* **Document segment**:
Do We Have Answers for Mainframes in 2020?
Estimated reading time: 5 minutes
Mainframes? Well, for large organizations, federal and state government entities, Mainframes are still a thing!
For our most recent development project, we modernized a legacy application used by a professional association. It was a complete re-write of their application which we decided to develop in Google’s Firebase which is similar to AWS’ Lambda and falls into that serverless category of infrastructure. While the application is critical to our client, the concurrent user demand for it isn’t heavy so we estimate our costs for hosting this will be less than $20 per month. Having the ability to rewrite something from scratch allowed us to use serverless hosting but this is a luxury most enterprises cannot realize and serves as the inspiration for my post today.
As much as I’d like to brag about our coding skills, I’m using this opportunity to reflect on the idea that for every born on cloud application running right now, there are probably hundreds of applications that don’t fit the cloud. While not an exhaustive list of categories, here are several to think about:
- Client-Server Applications (multiple thick clients connecting to an application + database server)
- Web-based applications – 3 tier architecture, with Vertical scaling
- IBM iSeries or IBM pSeries
- Solaris on Sparc Based Systems
- DEC Alpha running OpenVMS or Tru64
- PDP running RSX-11M, RT11, RSTS
- VAX running VMS
- HP3000 running MPE/iX 7.5
With the cloud and its utility-based billing, I know executives starting questioning their IT departments to understand when they were going to save money and migrate their applications to the cloud. I also suspect that IT departments got tired of telling said executives that for the legacy applications they employ, that the cloud wasn’t an option for them.
Using a presentation shared by Cloudability at AWS Reinvent a few years back, I paraphrase what they said about the potential paths for moving legacy systems into the cloud:
Re-Host:
The movement of systems and servers into a different infrastructure provider as is. This may offer better pricing and easier scaling but it’s generally a lateral movement with some marginal improvements possible.
Re-Factor:
The ground-up rebuild of your application to make it cloud-native.
Re-Platform:
The movement of systems and servers into a different infrastructure but utilizing some systems that offer instant scaling such as a cloud database or cloud storage
How Do Re-Host, Re-Factor, and Re-Platforming Fit into Legacy Systems?
(For the rest of this article we are going to speak to legacy systems in the hardware realm of Sparc, DEC, PDP, VAX and HP3000)

* **Exercise aim**:
Please retype, word for word, the part of the mainframe article above starting at "As much as I’d" and ending at "application + database server)".

* **Dataset records**:
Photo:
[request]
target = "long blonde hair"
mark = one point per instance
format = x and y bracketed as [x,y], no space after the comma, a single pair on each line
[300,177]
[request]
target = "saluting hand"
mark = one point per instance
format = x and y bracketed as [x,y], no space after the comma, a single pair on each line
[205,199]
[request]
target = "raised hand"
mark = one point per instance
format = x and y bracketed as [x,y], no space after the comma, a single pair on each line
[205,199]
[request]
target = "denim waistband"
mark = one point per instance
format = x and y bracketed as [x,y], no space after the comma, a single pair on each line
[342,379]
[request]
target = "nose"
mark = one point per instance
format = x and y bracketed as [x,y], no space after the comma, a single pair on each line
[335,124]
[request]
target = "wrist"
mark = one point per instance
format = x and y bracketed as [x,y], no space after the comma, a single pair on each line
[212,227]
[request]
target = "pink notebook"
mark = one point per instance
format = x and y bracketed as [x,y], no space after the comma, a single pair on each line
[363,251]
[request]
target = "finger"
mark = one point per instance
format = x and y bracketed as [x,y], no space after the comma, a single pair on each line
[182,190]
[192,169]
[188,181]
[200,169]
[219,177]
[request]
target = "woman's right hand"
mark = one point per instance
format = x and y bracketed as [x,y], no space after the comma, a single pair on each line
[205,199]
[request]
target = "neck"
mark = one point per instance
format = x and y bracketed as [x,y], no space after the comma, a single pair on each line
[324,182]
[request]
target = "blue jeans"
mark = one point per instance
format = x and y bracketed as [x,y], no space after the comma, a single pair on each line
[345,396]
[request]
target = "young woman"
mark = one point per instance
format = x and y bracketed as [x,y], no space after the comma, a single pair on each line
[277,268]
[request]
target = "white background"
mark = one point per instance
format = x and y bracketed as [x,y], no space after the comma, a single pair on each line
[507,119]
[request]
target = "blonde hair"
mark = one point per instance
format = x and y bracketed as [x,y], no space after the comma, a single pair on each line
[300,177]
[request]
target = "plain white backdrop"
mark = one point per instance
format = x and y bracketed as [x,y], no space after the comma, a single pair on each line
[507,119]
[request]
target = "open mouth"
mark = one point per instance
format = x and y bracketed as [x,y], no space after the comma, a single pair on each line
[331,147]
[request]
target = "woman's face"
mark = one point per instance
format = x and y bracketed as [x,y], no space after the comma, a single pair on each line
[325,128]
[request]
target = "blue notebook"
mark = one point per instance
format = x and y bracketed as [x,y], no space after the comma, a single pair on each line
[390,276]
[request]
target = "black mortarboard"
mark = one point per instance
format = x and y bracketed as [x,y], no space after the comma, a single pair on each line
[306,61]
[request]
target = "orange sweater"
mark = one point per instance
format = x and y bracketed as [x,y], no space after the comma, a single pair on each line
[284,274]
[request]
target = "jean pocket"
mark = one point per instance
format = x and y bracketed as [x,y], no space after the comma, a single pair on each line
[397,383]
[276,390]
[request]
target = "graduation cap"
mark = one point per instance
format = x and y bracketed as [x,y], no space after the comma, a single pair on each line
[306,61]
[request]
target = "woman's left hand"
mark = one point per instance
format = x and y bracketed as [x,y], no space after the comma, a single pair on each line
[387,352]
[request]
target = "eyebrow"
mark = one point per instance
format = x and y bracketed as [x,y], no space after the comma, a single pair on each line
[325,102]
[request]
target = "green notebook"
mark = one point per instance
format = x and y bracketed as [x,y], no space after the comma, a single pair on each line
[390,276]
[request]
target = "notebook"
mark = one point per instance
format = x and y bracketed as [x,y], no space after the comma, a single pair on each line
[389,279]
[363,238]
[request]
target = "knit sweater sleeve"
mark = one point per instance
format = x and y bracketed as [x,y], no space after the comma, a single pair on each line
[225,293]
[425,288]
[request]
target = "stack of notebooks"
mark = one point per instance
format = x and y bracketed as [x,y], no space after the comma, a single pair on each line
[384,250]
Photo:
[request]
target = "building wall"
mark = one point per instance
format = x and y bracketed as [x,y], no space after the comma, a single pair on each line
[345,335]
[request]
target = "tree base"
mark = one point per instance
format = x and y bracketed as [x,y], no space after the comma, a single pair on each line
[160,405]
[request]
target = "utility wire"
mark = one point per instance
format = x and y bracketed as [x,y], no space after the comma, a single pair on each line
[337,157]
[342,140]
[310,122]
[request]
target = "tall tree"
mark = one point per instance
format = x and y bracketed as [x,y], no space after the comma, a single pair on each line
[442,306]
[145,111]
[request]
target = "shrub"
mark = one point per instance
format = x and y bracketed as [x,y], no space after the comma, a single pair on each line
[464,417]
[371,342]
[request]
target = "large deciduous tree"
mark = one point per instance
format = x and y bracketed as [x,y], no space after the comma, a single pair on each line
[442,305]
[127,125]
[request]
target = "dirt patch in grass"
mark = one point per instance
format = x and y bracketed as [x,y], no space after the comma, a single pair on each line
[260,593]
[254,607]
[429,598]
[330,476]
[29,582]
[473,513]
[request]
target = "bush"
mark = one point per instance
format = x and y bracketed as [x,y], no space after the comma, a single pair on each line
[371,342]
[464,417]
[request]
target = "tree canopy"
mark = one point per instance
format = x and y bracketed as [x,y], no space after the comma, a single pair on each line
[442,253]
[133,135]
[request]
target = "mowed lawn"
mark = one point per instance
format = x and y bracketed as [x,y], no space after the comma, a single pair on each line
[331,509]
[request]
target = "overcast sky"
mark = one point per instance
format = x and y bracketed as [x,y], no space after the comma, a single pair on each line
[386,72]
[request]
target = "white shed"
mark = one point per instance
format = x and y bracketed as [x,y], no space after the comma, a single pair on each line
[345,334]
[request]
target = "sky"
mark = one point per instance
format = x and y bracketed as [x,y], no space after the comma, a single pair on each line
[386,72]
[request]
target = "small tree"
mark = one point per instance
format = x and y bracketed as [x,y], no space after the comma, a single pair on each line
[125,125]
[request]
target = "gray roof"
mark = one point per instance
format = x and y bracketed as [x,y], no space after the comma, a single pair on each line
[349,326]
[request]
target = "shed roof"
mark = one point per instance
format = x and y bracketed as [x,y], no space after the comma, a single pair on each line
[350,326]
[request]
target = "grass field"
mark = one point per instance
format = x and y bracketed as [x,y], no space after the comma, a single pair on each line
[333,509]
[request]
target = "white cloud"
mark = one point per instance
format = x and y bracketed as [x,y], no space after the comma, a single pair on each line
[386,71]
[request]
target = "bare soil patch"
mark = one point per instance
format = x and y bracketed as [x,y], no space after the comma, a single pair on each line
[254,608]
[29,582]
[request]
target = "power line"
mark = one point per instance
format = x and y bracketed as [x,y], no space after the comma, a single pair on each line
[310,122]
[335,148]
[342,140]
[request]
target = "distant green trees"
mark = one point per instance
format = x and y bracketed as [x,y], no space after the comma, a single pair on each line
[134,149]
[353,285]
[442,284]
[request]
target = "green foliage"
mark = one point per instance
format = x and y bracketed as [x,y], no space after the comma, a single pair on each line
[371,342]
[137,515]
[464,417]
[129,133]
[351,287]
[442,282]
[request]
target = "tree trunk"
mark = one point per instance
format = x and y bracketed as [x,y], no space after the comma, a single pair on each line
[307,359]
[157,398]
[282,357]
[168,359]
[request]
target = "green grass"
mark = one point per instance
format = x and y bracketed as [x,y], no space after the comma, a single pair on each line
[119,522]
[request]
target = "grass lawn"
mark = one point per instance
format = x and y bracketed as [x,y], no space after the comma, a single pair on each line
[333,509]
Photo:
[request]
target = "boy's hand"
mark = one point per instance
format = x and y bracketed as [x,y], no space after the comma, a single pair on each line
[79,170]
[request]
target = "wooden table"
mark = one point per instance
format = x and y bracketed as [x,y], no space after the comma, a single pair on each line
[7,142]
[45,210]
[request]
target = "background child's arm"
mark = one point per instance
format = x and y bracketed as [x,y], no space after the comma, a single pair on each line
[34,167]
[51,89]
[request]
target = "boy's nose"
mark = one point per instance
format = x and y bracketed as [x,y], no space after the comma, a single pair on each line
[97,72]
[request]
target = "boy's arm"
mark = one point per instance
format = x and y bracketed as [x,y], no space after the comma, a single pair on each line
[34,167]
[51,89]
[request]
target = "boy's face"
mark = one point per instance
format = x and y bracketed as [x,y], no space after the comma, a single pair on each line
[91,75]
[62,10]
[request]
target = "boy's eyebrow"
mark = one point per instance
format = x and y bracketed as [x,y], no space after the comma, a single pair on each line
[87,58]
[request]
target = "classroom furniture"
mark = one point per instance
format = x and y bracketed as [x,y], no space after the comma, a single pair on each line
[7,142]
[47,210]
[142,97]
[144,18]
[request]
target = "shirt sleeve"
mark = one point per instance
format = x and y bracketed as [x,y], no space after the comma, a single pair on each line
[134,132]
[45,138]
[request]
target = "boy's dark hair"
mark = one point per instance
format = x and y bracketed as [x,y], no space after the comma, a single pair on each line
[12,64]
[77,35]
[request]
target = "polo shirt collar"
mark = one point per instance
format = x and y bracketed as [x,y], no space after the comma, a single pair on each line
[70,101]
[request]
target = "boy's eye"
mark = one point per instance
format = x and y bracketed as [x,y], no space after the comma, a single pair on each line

* **Written answer**:
As much as I’d like to brag about our coding skills, I’m using this opportunity to reflect on the idea that for every born on cloud application running right now, there are probably hundreds of applications that don’t fit the cloud. While not an exhaustive list of categories, here are several to think about:
- Client-Server Applications (multiple thick clients connecting to an application + database server)